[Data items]
************

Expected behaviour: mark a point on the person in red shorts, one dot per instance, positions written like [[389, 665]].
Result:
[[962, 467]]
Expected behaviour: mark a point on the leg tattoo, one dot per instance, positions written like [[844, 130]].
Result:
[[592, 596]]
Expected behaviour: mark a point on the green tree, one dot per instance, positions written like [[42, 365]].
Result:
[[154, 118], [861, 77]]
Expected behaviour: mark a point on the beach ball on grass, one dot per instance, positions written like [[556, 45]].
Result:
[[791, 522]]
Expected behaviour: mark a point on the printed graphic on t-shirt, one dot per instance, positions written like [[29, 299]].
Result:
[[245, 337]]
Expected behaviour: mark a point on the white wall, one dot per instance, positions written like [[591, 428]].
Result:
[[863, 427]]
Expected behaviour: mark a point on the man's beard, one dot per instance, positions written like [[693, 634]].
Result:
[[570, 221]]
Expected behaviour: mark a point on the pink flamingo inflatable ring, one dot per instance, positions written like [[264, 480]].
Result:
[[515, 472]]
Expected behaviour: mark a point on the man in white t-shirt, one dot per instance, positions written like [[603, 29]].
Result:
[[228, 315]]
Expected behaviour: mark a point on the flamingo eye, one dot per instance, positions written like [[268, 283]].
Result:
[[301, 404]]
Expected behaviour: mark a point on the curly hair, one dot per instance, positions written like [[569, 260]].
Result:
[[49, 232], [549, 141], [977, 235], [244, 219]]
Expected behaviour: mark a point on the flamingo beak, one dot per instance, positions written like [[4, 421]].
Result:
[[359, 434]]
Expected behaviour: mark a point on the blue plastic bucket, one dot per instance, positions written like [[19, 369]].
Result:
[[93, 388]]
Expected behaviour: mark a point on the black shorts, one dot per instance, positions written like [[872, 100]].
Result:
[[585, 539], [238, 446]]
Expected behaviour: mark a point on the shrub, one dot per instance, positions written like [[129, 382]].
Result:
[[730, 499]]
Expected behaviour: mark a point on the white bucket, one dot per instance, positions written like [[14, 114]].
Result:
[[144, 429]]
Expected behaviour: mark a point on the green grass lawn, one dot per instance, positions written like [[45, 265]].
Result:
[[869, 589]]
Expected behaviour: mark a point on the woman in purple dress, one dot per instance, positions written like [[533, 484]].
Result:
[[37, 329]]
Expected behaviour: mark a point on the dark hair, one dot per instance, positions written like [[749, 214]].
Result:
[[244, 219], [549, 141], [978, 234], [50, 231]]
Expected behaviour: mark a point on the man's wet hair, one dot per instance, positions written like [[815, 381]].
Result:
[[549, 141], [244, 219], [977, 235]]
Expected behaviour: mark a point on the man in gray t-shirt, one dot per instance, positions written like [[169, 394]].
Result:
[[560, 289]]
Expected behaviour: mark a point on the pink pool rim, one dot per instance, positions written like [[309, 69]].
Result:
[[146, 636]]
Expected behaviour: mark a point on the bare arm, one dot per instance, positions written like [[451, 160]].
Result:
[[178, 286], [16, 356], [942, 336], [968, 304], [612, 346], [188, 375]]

************

» **What you have to do**
Restate each entry exactly, skipping none.

» **Output for this task**
Expected behaviour: mark a point on the person in red shorts, one dot per instance, positions written like [[389, 665]].
Result:
[[962, 467]]
Expected behaviour: mark a point on the leg tattoo, one dot per instance, positions written like [[844, 130]].
Result:
[[592, 596]]
Expected behaviour: mark a point on the green tree, one dot per instance, positions written like [[42, 365]].
Result:
[[154, 118], [861, 77]]
Expected behaviour: mark a point on the beach ball on grass, one dot per instance, positions written like [[556, 45]].
Result:
[[791, 522]]
Expected behaviour: mark a point on the printed graphic on t-shirt, one dot per instance, positions written like [[29, 299]].
Result:
[[245, 337]]
Expected behaviour: mark a point on the white wall, one dot per instance, positions written like [[591, 428]].
Result:
[[863, 427]]
Expected behaviour: mark a point on the man's beard, one dot per instance, positions written like [[693, 634]].
Result:
[[570, 221]]
Expected behaviour: mark a point on the pink flamingo inflatable ring, one dot per instance, positions written like [[264, 480]].
Result:
[[515, 472]]
Expected behaviour: mark a point on the man in white t-shirt, one dot per instance, positions written like [[603, 29]].
Result:
[[228, 315]]
Expected behaviour: mark a point on the flamingo eye, one dot per instance, positions written like [[268, 283]].
Result:
[[301, 404]]
Expected behaviour: mark a point on the curly hair, one dot per instance, positions written like [[569, 260]].
Result:
[[49, 232], [549, 141], [977, 235], [244, 219]]
Expected behaviour: mark a point on the flamingo beak, one dot per instance, positions written like [[4, 421]].
Result:
[[359, 434]]
Expected behaviour: mark a point on the blue plastic bucket, one dot per instance, positions written like [[19, 369]].
Result:
[[93, 388]]
Expected behaviour: mark a point on the black shorts, one dot per instance, positions written like [[872, 100]].
Result:
[[585, 539], [238, 446]]
Expected behaviour: mark a point on the shrub, one dot per instance, positions written like [[129, 382]].
Result:
[[730, 499]]
Expected behaviour: mark a point on the white bucket, one dot per instance, positions written like [[14, 114]].
Result:
[[144, 429]]
Expected behaviour: mark a point on the green grass lawn, one dot per instance, positions written like [[45, 265]].
Result:
[[869, 589]]
Expected behaviour: mark a point on the woman in purple dress, one dot per instance, positions written like [[533, 484]].
Result:
[[37, 329]]
Expected behaviour: mark a point on the dark hair, one dot per instance, positions written like [[749, 214]].
Result:
[[244, 219], [549, 141], [978, 234], [50, 231]]
Expected behaviour: mark a point on the man's wet hair, one dot per instance, positions written like [[815, 381]].
Result:
[[549, 141], [244, 219], [977, 235]]
Expected behaviour: mark a point on the man in gray t-shirt, one dot per instance, positions written like [[169, 394]].
Result:
[[560, 289]]
Expected behaviour: mark a point on the pink pool rim, one dot per instance, positions written like [[309, 69]].
Result:
[[146, 636]]
Expected behaviour: mark a point on the bare arm, one dot per instance, positions written like [[451, 160]].
Result:
[[178, 286], [16, 356], [942, 336], [968, 304], [612, 346], [188, 375]]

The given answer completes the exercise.